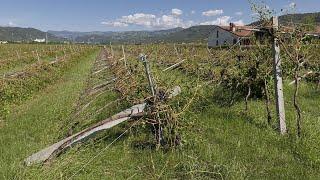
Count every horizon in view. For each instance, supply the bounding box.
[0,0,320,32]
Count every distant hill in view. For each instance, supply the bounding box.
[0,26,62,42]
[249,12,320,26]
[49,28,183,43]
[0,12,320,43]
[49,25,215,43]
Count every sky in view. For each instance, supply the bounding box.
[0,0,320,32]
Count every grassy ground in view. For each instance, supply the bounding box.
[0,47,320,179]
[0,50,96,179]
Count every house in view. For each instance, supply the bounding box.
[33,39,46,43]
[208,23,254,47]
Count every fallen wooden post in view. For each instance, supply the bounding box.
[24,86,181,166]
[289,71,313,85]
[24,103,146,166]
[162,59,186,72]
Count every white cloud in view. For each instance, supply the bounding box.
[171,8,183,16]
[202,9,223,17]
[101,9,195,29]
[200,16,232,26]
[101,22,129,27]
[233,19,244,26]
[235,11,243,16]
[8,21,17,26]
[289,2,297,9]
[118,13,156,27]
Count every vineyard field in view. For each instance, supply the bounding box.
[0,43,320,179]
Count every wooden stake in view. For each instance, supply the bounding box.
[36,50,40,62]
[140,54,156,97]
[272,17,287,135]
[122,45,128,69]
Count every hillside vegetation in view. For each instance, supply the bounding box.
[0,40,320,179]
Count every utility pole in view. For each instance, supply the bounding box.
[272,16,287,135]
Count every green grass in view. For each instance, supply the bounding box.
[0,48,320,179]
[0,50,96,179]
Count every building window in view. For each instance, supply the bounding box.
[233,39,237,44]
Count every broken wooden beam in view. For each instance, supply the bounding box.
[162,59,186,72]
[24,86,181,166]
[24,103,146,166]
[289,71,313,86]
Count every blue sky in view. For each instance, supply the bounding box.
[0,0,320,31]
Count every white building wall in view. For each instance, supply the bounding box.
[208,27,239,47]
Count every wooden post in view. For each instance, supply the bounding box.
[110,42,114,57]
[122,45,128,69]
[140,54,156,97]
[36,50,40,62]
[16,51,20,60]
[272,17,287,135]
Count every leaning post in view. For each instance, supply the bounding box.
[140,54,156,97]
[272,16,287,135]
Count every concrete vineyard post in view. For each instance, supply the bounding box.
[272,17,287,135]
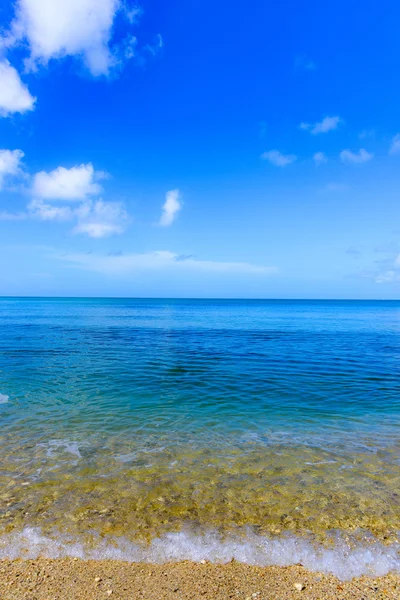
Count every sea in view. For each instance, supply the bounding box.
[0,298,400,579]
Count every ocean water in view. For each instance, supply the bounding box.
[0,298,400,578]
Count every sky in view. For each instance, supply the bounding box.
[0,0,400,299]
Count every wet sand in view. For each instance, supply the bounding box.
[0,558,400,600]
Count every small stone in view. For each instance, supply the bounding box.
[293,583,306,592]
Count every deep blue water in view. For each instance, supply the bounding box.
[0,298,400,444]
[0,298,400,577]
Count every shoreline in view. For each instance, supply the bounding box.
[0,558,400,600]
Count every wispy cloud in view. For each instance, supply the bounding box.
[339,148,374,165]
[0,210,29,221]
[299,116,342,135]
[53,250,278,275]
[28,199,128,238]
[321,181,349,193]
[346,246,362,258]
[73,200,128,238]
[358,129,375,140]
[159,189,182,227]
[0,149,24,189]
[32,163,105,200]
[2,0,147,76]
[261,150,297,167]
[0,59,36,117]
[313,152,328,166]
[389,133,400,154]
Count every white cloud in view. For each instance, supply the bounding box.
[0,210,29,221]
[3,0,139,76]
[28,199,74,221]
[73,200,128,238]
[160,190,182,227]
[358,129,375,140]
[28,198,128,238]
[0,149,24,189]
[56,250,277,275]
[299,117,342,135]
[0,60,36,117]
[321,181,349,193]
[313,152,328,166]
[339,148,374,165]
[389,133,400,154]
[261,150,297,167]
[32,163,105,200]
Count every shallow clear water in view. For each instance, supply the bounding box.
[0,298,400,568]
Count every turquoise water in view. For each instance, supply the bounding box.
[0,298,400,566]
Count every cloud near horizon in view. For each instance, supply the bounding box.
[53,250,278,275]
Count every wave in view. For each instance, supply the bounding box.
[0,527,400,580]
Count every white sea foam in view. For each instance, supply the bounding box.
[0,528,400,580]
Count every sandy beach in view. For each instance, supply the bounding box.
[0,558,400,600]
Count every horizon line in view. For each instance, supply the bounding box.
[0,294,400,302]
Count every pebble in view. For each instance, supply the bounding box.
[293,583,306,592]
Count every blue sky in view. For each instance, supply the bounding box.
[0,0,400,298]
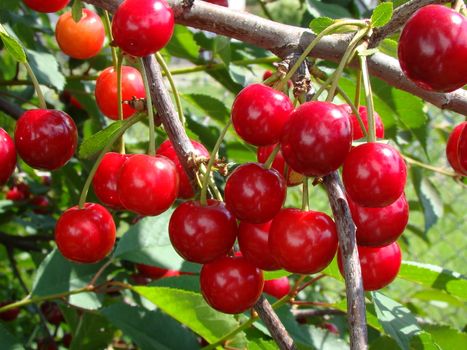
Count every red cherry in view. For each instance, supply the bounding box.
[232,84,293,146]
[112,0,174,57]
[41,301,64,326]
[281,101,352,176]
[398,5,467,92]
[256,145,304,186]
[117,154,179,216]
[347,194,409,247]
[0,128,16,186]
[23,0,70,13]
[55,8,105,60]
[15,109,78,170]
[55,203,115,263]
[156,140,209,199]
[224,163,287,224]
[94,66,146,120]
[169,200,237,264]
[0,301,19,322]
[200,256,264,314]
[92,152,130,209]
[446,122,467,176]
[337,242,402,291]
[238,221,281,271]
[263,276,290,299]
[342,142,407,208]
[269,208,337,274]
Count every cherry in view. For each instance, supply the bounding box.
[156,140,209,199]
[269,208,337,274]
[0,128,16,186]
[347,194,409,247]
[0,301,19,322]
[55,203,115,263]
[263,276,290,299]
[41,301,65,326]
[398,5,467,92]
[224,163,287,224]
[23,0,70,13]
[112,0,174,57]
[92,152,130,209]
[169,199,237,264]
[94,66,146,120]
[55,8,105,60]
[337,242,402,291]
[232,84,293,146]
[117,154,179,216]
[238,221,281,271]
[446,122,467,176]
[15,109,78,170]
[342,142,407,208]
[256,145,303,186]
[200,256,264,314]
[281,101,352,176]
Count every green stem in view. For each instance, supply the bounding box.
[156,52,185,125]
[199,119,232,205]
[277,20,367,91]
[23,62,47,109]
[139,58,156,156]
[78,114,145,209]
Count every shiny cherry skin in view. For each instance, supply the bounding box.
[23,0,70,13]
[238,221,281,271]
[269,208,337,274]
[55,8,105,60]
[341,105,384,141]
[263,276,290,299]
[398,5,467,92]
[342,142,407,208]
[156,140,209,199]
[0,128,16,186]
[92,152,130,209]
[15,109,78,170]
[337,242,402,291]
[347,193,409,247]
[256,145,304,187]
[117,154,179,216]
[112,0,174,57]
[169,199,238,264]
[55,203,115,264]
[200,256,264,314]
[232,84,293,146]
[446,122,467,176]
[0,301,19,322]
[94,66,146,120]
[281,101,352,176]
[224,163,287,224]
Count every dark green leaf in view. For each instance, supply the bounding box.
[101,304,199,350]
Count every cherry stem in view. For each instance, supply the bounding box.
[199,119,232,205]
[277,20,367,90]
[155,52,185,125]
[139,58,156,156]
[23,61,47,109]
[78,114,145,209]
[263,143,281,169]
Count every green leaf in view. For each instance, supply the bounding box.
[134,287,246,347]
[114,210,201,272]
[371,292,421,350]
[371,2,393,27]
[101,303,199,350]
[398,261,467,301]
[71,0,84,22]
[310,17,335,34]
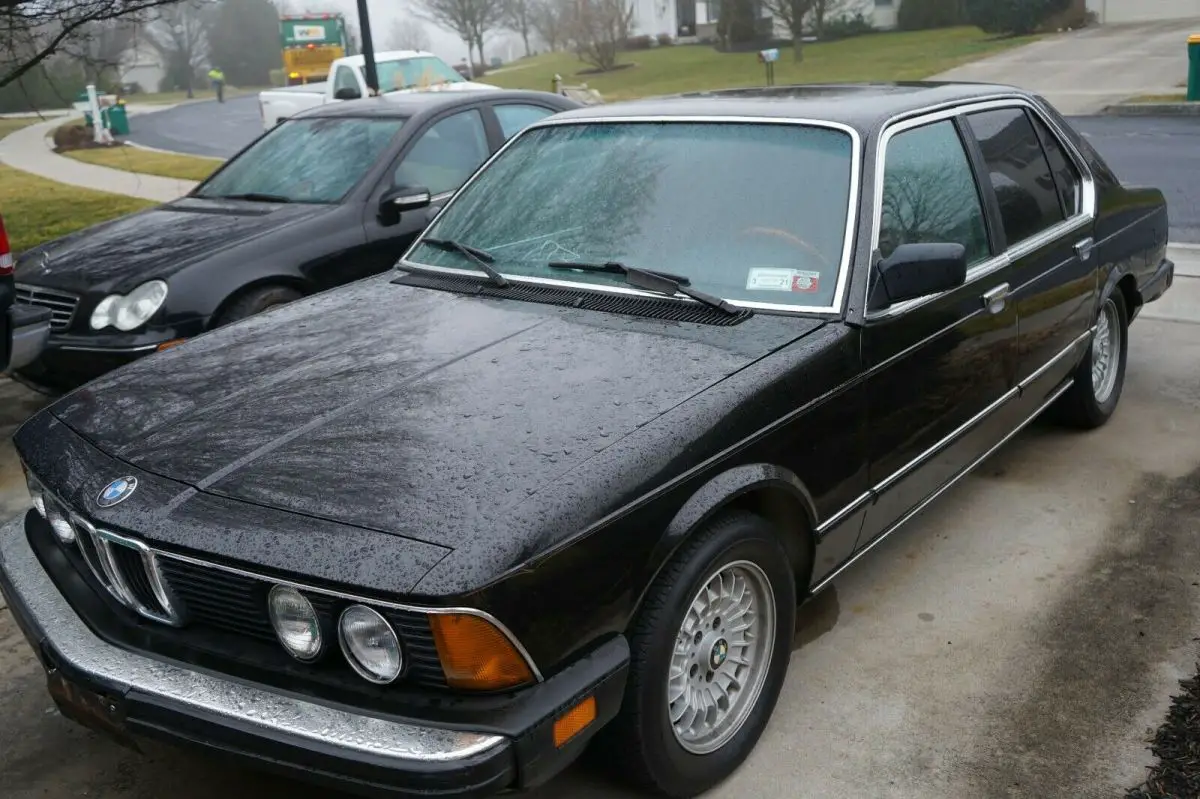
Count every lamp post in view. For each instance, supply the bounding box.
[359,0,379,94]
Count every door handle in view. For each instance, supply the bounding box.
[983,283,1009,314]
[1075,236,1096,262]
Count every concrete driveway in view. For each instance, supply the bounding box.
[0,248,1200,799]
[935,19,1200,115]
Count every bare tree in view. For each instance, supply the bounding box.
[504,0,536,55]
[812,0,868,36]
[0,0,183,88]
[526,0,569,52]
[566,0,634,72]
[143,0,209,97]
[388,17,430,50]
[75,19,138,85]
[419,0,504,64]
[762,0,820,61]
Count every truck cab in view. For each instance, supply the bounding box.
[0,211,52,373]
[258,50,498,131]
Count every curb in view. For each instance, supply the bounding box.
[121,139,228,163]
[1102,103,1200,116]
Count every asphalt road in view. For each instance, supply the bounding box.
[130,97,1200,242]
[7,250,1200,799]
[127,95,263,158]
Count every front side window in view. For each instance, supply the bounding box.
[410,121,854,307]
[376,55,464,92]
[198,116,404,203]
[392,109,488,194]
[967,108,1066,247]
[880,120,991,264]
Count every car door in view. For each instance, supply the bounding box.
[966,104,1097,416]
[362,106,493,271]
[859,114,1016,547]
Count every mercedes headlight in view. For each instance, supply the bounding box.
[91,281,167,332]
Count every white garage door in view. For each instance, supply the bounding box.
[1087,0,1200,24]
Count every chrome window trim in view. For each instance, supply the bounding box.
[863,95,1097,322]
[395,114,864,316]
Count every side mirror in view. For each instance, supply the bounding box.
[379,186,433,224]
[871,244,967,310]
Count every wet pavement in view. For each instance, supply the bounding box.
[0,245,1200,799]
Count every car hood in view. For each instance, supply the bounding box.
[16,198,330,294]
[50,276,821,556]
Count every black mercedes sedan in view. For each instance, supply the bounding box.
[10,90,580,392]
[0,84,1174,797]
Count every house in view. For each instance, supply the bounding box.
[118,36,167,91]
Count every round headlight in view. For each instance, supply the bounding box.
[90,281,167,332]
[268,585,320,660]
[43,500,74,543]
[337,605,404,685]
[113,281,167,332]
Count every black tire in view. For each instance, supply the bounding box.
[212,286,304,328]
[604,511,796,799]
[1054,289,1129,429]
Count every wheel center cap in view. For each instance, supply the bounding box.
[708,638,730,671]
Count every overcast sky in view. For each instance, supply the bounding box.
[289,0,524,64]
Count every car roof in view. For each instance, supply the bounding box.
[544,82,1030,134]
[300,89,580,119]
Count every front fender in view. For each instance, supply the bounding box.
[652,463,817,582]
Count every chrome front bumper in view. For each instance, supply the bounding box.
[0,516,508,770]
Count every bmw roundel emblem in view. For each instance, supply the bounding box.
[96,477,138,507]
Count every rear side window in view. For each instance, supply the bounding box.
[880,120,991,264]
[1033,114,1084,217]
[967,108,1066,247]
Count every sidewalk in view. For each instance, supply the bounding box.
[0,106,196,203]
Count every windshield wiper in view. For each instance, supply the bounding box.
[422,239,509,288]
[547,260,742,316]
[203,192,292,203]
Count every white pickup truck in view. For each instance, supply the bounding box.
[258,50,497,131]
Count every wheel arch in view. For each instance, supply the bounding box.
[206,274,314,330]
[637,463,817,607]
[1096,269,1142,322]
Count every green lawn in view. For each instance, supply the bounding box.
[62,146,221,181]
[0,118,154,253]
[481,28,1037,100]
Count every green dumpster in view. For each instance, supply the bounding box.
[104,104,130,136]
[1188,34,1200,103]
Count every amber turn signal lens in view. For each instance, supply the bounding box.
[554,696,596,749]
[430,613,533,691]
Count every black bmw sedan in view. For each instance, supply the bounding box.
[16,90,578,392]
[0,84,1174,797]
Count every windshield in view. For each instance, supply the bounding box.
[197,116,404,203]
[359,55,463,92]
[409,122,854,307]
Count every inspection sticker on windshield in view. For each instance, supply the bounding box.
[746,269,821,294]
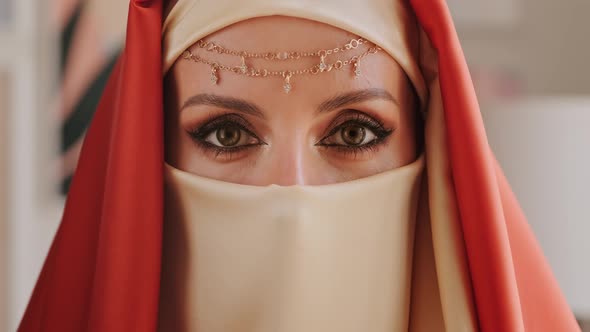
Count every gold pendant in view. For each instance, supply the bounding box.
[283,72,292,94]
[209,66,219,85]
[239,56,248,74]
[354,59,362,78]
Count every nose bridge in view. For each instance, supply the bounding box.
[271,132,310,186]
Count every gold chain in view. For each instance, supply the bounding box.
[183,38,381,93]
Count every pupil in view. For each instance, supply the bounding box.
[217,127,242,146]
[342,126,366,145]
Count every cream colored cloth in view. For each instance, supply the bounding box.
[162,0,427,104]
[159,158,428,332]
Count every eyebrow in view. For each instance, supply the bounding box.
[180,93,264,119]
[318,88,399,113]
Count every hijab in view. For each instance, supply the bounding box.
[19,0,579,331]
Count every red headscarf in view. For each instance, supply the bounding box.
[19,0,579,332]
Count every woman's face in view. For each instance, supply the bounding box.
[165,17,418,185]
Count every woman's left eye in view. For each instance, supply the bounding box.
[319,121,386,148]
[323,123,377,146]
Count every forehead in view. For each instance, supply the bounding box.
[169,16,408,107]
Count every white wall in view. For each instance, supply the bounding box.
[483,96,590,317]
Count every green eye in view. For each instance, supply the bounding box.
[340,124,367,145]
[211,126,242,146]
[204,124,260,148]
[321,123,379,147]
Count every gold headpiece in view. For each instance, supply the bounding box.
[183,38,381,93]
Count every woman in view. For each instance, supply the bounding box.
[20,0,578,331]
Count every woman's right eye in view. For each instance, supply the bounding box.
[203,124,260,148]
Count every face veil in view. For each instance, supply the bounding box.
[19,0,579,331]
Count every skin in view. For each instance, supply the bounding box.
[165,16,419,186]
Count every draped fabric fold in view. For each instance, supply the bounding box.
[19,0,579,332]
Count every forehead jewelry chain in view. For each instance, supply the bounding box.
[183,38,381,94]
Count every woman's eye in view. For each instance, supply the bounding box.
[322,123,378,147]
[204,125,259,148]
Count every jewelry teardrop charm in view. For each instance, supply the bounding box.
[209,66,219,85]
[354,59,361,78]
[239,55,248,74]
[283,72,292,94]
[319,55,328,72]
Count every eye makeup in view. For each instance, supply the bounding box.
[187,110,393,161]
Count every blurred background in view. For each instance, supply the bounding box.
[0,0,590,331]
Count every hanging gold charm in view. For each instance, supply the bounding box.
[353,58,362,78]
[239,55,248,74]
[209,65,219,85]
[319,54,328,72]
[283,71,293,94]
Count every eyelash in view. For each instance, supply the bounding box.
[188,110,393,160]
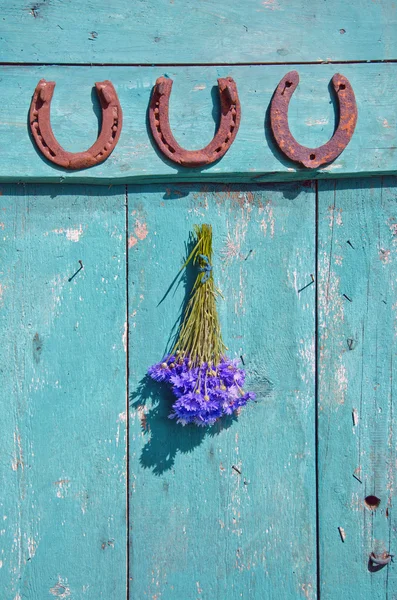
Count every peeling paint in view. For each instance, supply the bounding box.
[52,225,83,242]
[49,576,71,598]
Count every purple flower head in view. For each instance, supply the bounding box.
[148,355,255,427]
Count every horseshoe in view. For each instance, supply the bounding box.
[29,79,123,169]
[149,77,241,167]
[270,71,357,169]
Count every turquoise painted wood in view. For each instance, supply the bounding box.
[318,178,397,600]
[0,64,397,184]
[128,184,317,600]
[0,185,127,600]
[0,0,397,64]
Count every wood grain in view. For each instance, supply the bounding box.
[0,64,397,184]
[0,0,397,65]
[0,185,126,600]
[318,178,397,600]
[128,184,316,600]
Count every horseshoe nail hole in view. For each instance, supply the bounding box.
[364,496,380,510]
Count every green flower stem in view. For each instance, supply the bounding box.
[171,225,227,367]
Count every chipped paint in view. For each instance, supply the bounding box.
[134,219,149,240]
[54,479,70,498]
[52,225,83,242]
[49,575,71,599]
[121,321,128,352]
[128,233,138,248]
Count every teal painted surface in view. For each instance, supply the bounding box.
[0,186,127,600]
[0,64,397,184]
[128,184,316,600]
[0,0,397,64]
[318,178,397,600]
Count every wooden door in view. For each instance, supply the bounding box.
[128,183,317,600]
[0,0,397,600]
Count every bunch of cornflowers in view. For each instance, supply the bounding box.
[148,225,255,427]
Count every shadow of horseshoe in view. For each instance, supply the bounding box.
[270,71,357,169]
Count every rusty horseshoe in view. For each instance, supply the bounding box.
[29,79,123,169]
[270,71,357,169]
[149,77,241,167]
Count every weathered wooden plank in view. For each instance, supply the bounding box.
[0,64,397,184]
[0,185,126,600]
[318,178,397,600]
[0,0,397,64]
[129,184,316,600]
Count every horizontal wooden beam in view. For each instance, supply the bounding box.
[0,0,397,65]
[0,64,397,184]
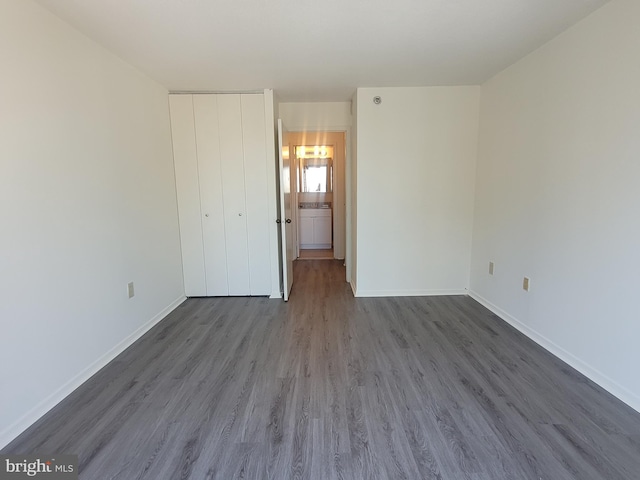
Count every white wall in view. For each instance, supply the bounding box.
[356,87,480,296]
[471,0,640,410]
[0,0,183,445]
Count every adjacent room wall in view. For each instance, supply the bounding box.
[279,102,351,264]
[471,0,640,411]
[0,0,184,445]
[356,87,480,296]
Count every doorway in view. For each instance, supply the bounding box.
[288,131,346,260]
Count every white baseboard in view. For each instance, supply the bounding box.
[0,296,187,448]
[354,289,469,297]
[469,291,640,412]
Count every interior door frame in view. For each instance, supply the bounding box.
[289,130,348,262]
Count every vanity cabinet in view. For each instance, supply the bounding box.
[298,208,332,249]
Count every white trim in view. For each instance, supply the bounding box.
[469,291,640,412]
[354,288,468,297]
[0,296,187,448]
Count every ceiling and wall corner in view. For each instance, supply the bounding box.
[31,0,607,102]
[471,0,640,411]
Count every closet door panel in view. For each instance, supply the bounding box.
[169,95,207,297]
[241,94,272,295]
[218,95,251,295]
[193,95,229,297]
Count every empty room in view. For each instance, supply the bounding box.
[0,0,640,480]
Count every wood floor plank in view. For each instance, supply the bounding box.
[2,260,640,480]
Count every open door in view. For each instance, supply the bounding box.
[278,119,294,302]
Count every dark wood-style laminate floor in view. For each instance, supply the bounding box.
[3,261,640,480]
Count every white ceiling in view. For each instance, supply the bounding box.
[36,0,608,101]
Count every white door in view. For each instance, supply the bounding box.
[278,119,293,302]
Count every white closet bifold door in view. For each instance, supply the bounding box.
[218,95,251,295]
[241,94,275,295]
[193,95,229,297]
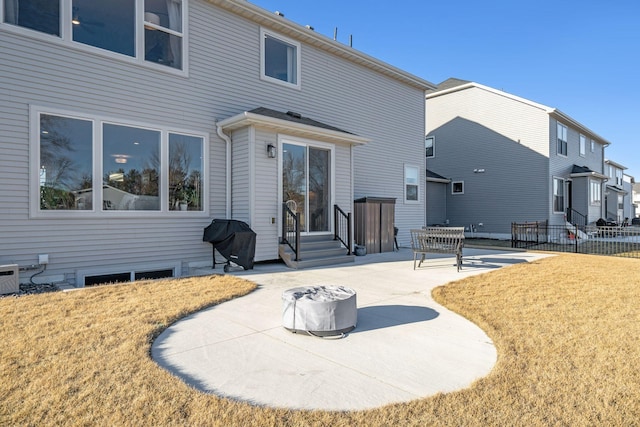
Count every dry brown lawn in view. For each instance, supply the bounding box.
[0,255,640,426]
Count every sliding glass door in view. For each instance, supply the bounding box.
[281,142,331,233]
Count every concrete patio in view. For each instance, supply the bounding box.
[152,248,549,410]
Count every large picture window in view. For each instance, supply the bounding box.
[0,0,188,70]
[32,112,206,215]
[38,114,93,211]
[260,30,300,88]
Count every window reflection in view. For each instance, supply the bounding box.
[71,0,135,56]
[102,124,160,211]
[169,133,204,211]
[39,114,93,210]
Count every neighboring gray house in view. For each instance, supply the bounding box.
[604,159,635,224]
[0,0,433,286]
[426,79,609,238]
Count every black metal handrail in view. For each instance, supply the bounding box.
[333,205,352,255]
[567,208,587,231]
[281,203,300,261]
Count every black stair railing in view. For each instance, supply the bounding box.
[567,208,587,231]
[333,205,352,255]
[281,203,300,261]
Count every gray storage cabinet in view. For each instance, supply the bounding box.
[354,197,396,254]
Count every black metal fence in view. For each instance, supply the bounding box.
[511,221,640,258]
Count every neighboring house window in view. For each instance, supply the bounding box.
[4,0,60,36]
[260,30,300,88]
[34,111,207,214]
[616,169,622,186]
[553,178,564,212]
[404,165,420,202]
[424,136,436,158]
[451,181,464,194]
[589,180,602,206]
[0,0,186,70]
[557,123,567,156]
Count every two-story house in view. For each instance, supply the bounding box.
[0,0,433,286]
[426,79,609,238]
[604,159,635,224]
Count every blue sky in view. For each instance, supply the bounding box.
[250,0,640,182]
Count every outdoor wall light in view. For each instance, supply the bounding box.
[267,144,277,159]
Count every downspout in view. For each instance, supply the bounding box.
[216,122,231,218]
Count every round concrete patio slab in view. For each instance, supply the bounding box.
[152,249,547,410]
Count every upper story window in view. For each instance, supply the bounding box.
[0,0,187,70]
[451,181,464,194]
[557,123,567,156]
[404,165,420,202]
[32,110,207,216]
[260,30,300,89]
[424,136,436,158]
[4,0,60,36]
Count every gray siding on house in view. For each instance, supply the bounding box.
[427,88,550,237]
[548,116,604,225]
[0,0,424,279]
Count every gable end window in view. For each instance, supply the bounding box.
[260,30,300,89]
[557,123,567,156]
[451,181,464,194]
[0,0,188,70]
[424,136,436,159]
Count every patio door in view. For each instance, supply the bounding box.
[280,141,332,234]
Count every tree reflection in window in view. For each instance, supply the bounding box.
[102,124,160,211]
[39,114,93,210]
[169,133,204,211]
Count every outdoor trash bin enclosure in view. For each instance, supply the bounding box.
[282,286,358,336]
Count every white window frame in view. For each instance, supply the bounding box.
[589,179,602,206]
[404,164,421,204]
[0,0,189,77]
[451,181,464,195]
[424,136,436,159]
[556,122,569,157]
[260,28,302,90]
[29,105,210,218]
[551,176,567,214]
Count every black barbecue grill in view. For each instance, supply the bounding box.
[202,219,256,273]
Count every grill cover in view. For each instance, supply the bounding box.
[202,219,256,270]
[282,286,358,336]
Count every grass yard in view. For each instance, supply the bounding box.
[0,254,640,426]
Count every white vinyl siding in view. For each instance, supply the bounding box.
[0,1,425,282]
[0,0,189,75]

_SET EXERCISE_:
From the listing above, pick out every line that contains the string "tree" and copy each one.

_SOLUTION TO THE PROBLEM_:
Count every bare tree in view. For each instance, supply the bounding box.
Count every tree reflection in window in view. For each instance, supply the bounding box.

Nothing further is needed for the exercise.